**YOUR ASSIGNMENT**
Scan the listing beneath this sentence. Report each line with the word "chrome".

[MATERIAL SUPPLIED]

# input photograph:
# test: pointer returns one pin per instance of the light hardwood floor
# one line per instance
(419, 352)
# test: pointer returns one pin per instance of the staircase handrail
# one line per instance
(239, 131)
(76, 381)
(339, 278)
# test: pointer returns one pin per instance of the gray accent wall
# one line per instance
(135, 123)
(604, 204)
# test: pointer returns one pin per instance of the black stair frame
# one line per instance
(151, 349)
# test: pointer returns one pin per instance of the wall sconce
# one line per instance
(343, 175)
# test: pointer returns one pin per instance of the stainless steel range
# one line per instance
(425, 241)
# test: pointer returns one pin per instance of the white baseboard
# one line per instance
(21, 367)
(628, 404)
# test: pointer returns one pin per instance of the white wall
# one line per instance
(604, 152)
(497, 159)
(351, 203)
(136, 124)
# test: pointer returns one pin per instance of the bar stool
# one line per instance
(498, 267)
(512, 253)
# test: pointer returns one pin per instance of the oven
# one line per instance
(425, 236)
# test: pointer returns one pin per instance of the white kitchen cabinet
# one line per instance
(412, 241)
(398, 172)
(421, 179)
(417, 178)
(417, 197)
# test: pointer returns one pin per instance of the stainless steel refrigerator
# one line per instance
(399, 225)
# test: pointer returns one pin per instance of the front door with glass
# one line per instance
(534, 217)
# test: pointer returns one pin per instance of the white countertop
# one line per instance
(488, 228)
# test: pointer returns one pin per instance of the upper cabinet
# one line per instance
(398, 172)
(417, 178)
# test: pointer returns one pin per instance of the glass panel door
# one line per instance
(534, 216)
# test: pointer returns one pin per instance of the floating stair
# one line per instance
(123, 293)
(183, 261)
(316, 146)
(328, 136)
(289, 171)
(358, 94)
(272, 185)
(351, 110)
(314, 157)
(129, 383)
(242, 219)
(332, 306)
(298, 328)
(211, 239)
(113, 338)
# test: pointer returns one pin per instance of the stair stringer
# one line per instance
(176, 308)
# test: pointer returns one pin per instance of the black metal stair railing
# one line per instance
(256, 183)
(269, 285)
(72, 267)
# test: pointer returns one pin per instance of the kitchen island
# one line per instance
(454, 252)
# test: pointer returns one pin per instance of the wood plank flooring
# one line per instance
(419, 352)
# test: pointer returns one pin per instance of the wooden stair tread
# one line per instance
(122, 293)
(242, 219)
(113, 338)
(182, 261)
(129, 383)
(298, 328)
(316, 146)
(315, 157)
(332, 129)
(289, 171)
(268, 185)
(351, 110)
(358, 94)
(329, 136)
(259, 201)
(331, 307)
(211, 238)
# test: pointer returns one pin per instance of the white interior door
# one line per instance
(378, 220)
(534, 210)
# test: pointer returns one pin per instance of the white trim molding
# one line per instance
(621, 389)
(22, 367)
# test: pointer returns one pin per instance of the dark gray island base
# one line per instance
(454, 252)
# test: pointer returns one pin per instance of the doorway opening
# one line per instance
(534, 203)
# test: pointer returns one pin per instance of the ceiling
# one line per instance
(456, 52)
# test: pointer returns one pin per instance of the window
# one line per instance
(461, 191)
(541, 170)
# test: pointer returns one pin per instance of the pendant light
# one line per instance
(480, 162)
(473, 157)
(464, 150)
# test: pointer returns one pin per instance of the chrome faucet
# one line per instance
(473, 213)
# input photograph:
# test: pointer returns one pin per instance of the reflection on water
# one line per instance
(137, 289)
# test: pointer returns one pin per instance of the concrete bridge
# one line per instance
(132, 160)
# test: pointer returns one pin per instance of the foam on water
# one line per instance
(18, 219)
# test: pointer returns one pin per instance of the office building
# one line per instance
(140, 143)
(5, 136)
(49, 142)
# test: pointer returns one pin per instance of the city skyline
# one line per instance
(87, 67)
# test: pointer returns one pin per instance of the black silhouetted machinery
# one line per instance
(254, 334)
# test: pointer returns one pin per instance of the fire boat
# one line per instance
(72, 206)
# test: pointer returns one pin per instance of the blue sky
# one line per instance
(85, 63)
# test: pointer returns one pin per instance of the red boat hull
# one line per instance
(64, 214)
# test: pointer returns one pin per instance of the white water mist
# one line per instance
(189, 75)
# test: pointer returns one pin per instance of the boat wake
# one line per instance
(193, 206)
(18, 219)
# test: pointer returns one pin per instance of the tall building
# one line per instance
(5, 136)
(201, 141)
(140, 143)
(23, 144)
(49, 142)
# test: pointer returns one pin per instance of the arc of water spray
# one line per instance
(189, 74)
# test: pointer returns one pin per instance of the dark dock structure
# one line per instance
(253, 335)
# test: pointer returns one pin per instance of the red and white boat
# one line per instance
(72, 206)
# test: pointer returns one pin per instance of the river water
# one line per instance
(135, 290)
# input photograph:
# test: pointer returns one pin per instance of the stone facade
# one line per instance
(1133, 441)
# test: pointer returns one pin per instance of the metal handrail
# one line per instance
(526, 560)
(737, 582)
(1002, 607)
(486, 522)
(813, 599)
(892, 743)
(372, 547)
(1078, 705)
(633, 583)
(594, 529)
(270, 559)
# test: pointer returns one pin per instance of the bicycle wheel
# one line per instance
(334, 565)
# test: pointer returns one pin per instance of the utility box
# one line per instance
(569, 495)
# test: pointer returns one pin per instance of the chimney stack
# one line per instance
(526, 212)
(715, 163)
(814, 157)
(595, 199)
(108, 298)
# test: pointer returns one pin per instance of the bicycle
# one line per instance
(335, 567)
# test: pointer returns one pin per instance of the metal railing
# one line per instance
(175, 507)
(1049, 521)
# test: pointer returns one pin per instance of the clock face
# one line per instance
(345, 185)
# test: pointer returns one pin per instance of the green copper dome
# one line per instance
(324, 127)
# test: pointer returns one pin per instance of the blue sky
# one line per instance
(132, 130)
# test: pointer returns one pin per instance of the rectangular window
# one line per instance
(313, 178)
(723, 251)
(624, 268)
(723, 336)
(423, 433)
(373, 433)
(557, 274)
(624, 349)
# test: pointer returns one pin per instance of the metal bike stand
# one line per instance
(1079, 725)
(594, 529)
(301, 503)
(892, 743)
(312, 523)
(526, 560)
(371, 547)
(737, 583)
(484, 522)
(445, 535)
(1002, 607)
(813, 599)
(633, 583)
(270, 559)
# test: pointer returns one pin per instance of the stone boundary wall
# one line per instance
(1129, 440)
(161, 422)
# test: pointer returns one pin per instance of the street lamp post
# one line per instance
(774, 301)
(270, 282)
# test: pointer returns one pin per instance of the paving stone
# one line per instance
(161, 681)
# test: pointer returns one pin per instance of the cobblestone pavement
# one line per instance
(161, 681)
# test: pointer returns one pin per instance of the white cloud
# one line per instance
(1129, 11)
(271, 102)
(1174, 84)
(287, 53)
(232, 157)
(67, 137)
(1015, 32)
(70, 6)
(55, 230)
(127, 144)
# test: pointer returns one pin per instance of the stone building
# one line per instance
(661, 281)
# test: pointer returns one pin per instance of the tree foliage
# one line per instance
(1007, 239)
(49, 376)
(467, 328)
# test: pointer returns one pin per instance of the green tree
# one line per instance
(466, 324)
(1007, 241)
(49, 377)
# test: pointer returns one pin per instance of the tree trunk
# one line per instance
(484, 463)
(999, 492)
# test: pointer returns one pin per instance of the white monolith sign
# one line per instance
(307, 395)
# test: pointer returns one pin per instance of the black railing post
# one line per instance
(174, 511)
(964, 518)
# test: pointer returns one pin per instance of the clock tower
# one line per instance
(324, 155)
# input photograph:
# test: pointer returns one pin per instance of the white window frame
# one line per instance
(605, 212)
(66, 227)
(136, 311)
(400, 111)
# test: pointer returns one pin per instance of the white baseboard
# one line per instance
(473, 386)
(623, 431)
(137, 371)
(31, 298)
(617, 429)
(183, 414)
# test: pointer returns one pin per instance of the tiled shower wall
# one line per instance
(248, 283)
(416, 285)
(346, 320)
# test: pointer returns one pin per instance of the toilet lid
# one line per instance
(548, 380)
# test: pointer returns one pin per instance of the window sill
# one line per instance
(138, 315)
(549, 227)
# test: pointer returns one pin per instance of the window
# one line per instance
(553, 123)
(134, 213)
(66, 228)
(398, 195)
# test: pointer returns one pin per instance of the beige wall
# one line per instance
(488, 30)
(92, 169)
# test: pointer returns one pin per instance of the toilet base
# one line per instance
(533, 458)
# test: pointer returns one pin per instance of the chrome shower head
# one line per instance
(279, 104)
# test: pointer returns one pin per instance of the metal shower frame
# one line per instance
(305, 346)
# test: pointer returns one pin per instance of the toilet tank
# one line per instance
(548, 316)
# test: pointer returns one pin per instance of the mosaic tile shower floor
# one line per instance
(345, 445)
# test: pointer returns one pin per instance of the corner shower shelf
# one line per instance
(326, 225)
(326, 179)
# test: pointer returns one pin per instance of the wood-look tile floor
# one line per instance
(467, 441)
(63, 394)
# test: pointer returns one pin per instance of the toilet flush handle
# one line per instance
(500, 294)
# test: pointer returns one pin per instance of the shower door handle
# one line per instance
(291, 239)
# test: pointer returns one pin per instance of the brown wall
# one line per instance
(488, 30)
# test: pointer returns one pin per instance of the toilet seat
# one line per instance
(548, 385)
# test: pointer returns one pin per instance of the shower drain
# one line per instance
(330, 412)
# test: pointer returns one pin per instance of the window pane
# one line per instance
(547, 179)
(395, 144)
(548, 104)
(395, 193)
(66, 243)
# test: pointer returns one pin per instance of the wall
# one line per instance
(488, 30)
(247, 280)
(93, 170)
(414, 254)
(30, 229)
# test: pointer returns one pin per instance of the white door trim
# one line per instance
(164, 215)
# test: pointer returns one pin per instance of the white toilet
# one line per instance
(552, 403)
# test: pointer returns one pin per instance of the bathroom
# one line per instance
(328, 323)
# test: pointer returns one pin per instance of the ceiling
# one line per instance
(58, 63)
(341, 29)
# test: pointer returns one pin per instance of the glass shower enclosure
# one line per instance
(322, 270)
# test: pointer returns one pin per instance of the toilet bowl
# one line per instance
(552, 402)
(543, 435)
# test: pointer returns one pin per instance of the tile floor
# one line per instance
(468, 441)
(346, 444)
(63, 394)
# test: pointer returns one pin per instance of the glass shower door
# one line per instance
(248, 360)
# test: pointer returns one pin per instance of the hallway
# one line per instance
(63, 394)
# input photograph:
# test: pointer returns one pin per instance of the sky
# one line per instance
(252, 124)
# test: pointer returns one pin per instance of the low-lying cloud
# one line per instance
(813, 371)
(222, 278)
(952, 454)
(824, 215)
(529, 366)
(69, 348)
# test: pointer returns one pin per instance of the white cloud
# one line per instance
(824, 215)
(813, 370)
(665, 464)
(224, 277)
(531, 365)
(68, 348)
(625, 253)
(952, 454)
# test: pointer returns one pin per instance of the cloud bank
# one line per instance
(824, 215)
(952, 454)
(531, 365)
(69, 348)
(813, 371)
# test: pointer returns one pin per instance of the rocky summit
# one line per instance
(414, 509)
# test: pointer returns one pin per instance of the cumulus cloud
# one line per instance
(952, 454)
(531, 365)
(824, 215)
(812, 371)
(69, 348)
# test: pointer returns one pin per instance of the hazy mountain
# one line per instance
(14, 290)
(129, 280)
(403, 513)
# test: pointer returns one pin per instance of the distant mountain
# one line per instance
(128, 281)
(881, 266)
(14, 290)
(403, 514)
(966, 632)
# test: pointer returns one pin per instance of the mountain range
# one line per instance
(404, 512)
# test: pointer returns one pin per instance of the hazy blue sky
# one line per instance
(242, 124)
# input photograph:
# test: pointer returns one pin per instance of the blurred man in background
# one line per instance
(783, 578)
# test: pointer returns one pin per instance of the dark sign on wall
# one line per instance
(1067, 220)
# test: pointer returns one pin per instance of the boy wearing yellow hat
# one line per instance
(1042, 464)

[/MATERIAL SUPPLIED]

**OUTPUT OF THE TASK**
# test: pointer returns one pin per instance of the chrome faucet
# test: pointer returns one pin per instance of the chrome shower head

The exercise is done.